• _INSTRUCTIONS FOR THE TASK_
Write the listing out again, all of it, word for word.

• _Object location annotation data_

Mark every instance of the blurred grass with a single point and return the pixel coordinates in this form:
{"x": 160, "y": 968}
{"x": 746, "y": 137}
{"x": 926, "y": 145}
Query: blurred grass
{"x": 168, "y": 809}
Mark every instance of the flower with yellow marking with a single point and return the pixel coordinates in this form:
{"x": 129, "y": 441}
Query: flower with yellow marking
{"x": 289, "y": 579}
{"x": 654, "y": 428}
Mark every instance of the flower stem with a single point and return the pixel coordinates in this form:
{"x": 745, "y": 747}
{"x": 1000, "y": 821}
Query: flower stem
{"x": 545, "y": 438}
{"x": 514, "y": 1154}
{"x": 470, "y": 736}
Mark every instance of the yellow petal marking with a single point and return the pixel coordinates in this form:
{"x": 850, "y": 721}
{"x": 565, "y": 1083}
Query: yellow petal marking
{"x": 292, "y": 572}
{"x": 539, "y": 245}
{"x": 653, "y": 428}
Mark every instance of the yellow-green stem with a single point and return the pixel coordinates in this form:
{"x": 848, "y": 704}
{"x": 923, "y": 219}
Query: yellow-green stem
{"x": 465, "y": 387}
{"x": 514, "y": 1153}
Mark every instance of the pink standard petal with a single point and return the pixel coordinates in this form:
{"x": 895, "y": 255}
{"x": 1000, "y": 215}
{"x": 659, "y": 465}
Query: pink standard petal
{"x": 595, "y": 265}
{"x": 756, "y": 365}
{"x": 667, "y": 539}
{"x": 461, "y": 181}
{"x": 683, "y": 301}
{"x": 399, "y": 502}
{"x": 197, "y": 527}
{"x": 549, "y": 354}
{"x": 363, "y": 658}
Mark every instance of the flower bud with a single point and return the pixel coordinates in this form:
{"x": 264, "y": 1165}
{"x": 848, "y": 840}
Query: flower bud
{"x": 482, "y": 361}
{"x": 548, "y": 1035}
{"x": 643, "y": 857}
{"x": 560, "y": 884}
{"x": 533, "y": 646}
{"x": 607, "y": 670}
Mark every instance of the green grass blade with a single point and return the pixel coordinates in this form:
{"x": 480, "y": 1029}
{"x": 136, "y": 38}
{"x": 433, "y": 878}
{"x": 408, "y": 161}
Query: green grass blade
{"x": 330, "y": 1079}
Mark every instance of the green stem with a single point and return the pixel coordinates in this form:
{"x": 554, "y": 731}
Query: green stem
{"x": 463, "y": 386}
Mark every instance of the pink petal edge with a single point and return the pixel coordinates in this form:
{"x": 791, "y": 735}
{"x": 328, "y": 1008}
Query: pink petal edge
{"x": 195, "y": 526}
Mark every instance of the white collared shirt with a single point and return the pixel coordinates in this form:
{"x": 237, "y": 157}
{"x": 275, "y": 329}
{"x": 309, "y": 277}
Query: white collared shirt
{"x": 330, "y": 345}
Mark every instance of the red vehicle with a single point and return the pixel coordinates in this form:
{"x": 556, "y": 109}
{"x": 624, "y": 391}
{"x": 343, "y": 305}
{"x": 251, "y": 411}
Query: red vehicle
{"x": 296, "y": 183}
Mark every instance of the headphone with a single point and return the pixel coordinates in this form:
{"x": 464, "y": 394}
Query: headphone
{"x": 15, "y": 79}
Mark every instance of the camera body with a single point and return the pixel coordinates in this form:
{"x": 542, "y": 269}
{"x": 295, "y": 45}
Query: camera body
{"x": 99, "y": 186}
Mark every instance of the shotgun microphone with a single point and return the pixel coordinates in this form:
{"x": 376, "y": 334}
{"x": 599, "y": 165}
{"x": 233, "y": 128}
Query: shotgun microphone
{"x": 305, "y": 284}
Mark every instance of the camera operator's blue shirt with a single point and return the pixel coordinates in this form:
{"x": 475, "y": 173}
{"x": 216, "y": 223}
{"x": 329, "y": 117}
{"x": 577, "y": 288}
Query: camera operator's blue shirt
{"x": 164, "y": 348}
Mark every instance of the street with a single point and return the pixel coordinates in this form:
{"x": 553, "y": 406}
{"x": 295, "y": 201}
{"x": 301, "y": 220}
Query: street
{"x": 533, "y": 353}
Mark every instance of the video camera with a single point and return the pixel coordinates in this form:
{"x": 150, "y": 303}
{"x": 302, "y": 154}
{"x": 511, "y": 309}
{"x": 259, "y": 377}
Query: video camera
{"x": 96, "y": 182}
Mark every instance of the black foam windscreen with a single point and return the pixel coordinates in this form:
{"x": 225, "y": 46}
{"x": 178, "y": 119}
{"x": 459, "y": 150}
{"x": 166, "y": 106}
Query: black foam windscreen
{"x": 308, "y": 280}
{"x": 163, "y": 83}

• _RESULT OF THE TASK_
Mark every instance of the blurred grass with a single point and return the pixel coordinates in this form:
{"x": 160, "y": 968}
{"x": 746, "y": 137}
{"x": 926, "y": 145}
Query: blurred grass
{"x": 168, "y": 809}
Mark every instance of the flower with yellow marking with a single point and return the pixel coordinates in this form:
{"x": 129, "y": 441}
Query: flower with yellow marking
{"x": 289, "y": 579}
{"x": 654, "y": 428}
Mark every instance of the flower stem with a single point and return the pixel coordinates in this form:
{"x": 745, "y": 747}
{"x": 1000, "y": 821}
Query: flower stem
{"x": 545, "y": 438}
{"x": 514, "y": 1154}
{"x": 470, "y": 736}
Mark every instance of the yellow petal marking with a single point and return the pixel coordinates in this form:
{"x": 850, "y": 721}
{"x": 565, "y": 1083}
Query: yellow petal marking
{"x": 292, "y": 572}
{"x": 539, "y": 245}
{"x": 653, "y": 428}
Mark every instance of the yellow-green stem with a single point and return the pixel coordinates in this form:
{"x": 848, "y": 704}
{"x": 923, "y": 219}
Query: yellow-green stem
{"x": 465, "y": 387}
{"x": 514, "y": 1153}
Mark every instance of the pink standard petal with a single point and return the pixel coordinates in this form:
{"x": 895, "y": 255}
{"x": 1000, "y": 215}
{"x": 659, "y": 465}
Query: pink standard petal
{"x": 595, "y": 265}
{"x": 756, "y": 365}
{"x": 667, "y": 539}
{"x": 461, "y": 181}
{"x": 683, "y": 301}
{"x": 399, "y": 502}
{"x": 197, "y": 527}
{"x": 549, "y": 354}
{"x": 363, "y": 658}
Mark every instance of the flower bud with a single point and return the pixel coordinates in this form:
{"x": 264, "y": 1165}
{"x": 848, "y": 840}
Query: flower bud
{"x": 482, "y": 361}
{"x": 548, "y": 1035}
{"x": 643, "y": 857}
{"x": 560, "y": 884}
{"x": 533, "y": 646}
{"x": 607, "y": 670}
Mark every instance of the green grass blade with a single point and return the pixel coordinates in this form:
{"x": 480, "y": 1029}
{"x": 136, "y": 38}
{"x": 433, "y": 878}
{"x": 408, "y": 161}
Query: green grass blade
{"x": 330, "y": 1079}
Mark every instance of the green stem with a single point and return the pixel coordinates in this form:
{"x": 554, "y": 731}
Query: green stem
{"x": 463, "y": 386}
Mark every instance of the pink petal edge with a single point and return the pixel coordinates in this form:
{"x": 791, "y": 735}
{"x": 328, "y": 1008}
Query: pink petal edge
{"x": 195, "y": 526}
Mark every instance of the white collared shirt with a single point and return the pixel coordinates in this form:
{"x": 237, "y": 157}
{"x": 275, "y": 329}
{"x": 309, "y": 277}
Query: white collared shirt
{"x": 330, "y": 345}
Mark every instance of the red vehicle with a single point and return the pixel coordinates in this form:
{"x": 556, "y": 109}
{"x": 624, "y": 391}
{"x": 343, "y": 305}
{"x": 251, "y": 411}
Query: red vehicle
{"x": 296, "y": 183}
Mark every instance of the headphone with a single point and return the pixel coordinates in this form:
{"x": 464, "y": 394}
Query: headphone
{"x": 15, "y": 79}
Mark every instance of the camera body with a single point and return the pixel coordinates in this form:
{"x": 542, "y": 269}
{"x": 295, "y": 45}
Query: camera body
{"x": 99, "y": 186}
Mark every instance of the shotgun microphone with a single point and return the pixel coordinates in this form:
{"x": 376, "y": 334}
{"x": 599, "y": 165}
{"x": 233, "y": 128}
Query: shotgun microphone
{"x": 305, "y": 284}
Mark every instance of the camera operator's blue shirt with a single point and return the pixel coordinates in this form:
{"x": 475, "y": 173}
{"x": 216, "y": 223}
{"x": 329, "y": 117}
{"x": 577, "y": 288}
Query: camera operator's blue shirt
{"x": 164, "y": 348}
Mark every instance of the street with a single point and return the pixel coordinates in this form:
{"x": 553, "y": 406}
{"x": 295, "y": 201}
{"x": 301, "y": 220}
Query: street
{"x": 533, "y": 353}
Mark every instance of the video camera with a single point and return the pixel coordinates in this form:
{"x": 150, "y": 303}
{"x": 302, "y": 154}
{"x": 511, "y": 309}
{"x": 259, "y": 377}
Query: video camera
{"x": 96, "y": 182}
Mark every instance of the black foam windscreen with a single point and return the pixel coordinates in this form:
{"x": 225, "y": 46}
{"x": 178, "y": 119}
{"x": 459, "y": 150}
{"x": 166, "y": 106}
Query: black foam windscreen
{"x": 308, "y": 280}
{"x": 163, "y": 83}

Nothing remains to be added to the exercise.